*SUPPLIED RECORDS*
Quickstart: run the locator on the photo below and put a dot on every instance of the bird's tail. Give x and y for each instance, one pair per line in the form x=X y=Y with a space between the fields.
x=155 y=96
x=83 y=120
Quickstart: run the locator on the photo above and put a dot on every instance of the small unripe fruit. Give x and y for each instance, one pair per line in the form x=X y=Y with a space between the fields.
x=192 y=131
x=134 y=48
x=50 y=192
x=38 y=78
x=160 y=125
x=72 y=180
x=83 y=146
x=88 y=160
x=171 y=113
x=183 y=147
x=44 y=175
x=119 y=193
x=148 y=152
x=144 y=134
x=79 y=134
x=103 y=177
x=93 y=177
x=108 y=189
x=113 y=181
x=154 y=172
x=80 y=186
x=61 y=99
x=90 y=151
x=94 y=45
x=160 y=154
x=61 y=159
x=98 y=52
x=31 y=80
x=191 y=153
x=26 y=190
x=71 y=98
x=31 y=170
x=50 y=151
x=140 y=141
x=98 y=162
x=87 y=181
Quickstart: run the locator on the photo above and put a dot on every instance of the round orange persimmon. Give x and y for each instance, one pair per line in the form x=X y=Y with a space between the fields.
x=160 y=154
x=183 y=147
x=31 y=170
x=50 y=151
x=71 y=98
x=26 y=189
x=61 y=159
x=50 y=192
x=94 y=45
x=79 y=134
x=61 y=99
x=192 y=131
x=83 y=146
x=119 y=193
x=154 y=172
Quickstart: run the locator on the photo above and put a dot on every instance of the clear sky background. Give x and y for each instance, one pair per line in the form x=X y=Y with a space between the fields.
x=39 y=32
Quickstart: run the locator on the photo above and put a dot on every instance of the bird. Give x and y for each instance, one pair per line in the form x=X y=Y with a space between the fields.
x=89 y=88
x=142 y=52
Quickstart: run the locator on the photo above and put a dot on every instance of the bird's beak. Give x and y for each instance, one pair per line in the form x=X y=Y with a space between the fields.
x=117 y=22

*TASK BRIEF*
Each entry in the data must be copied exactly.

*FINAL ANSWER*
Quickstart: run the locator on the photo below and put a dot on every instance of the bird's tail. Give x and y for each instance, one pair per line in the form x=X y=Y with a space between the fields.
x=155 y=96
x=83 y=120
Quickstart: run the locator on the photo above and put a dot on every instance of the small unripe fruit. Give x and y for each instance, one pair per line in the form x=X y=Y with a space between the fields.
x=192 y=131
x=134 y=48
x=50 y=192
x=38 y=78
x=160 y=125
x=72 y=180
x=83 y=146
x=88 y=160
x=171 y=113
x=183 y=147
x=44 y=175
x=119 y=193
x=148 y=152
x=144 y=134
x=79 y=134
x=103 y=177
x=93 y=177
x=108 y=189
x=113 y=181
x=154 y=172
x=80 y=186
x=61 y=99
x=90 y=151
x=94 y=45
x=160 y=154
x=61 y=159
x=98 y=52
x=31 y=80
x=191 y=153
x=26 y=190
x=71 y=98
x=31 y=170
x=50 y=151
x=140 y=141
x=98 y=162
x=87 y=181
Quickstart: run the locator on the photo above and put a dot on every instance of the round orange persimmon. Give x and y for each instance, one pair per line in the form x=X y=Y with a space between the fields.
x=160 y=154
x=183 y=147
x=31 y=170
x=50 y=151
x=71 y=98
x=26 y=189
x=61 y=159
x=50 y=192
x=94 y=45
x=79 y=134
x=61 y=99
x=192 y=131
x=83 y=146
x=119 y=193
x=154 y=172
Quickstart: run the locator on the photo above and put a dot on every instance of the clear sky background. Give x and y for each instance, one pair per line in the form x=X y=Y with a space between the fields.
x=39 y=32
Quickstart: run the locator on the photo above and put a dot on every instance of the bird. Give x and y for each instance, one pair per line in the form x=X y=Y with a space between the fields.
x=89 y=88
x=142 y=52
Quickstart: run the locator on the photo above and put a dot on every instance of the bird's beak. Give x and y for each instance, one pair per line in the form x=X y=Y with a space between the fields.
x=117 y=22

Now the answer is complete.